EXERCISE DESCRIPTION: Please write out the remembrance below again, everything from "Ina Mae was" down to "she kissed us.", replacing "nicely dressed" with "well dressed".

TEXT:
--

"I was born into a family of beautiful Women. We lived most of our lives on the West-Side of Chicago. My family, my mother and surviving siblings are still there. This story is not just about me, or Ina, but about all women who suffer at the hands of someone who is suppose to love them."
-Darlene Greene, Founder
Ina was the baby in the family, and we treated her as such. She did what she wanted, went where she wanted and had what she wanted. Although we all complained, we indulged her because we loved her so much.
She was fun, funny and full of life. When she started dating a Chicago Sheriff policeman, we thought it was nothing to be concerned about; he seemed to care about her. They dated for about a year and she had a son with him, now, along with her two daughters she was the mother of three.
One year later she gave birth to another son. When he asked her to move in with him she thought it was a blessing, after all she now had four children, and she was not making a great deal of money at the job she had at the time her baby son was born, so living with him would make things easier for her. When her baby was about six months old she came to work at the company I worked for, and she was very happy there. She made friends very quickly; that was the nature of who she was.
I had to leave town for business on her birthday. She came by my office and I gave her money to buy herself a nice lunch, as a birthday gift from me. She thanked me, but said that was not the reason she came to my office that day.She wanted to let me know that she had decided to leave him. He had been abusing her for most of their two year relationship. Many times, my siblings and I would go and pick her up after an ugly and violent fight between them.
That day would be the last time I would see my sister alive. That evening she went out with friends from the company to celebrate her birthday. When she got home he was angry because he said she stayed out too late.
According to him, he and my sister fought over the gun and it went off and shot her in the head.
My sister was 5’2”, Why a trained law enforcement officer had such a difficult time disarming a small woman like my sister has continued to haunt me.
Ina Mae was 30 years old for eight minutes.
All I can remember about my Aunt, Minnie Lee Curtis is that she was my mother’s sister; I was very young when she was killed. I can remember that she always smelled good, she was always nicely dressed and she would kiss us on our cheeks with her red lips, and that would leave an imprint where she kissed us.

--

DATA LINES:
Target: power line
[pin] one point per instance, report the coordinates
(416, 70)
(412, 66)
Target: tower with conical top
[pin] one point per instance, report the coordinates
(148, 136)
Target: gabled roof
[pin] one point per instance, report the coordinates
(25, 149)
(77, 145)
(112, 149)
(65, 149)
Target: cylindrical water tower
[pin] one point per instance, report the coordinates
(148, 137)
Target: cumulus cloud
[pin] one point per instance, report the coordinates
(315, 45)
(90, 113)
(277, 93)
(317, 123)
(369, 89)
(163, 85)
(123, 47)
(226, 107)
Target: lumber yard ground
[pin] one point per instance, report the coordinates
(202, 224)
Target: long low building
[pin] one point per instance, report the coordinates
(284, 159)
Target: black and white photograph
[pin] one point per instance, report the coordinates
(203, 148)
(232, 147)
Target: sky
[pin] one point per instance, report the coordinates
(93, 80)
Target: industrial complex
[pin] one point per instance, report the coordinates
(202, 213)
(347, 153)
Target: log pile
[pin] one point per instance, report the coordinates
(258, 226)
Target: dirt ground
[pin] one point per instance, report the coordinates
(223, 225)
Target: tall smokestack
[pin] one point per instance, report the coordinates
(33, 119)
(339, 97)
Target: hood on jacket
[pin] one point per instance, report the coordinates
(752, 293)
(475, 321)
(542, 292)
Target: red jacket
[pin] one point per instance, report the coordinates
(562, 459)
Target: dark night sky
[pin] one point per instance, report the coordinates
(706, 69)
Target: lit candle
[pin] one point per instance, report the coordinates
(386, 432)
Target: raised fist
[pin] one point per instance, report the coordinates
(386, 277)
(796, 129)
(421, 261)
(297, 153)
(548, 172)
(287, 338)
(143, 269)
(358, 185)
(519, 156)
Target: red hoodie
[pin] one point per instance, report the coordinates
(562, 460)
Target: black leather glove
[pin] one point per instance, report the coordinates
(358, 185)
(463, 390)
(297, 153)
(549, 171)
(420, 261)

--

TASK OUTPUT:
Ina Mae was 30 years old for eight minutes.
All I can remember about my Aunt, Minnie Lee Curtis is that she was my mother’s sister; I was very young when she was killed. I can remember that she always smelled good, she was always well dressed and she would kiss us on our cheeks with her red lips, and that would leave an imprint where she kissed us.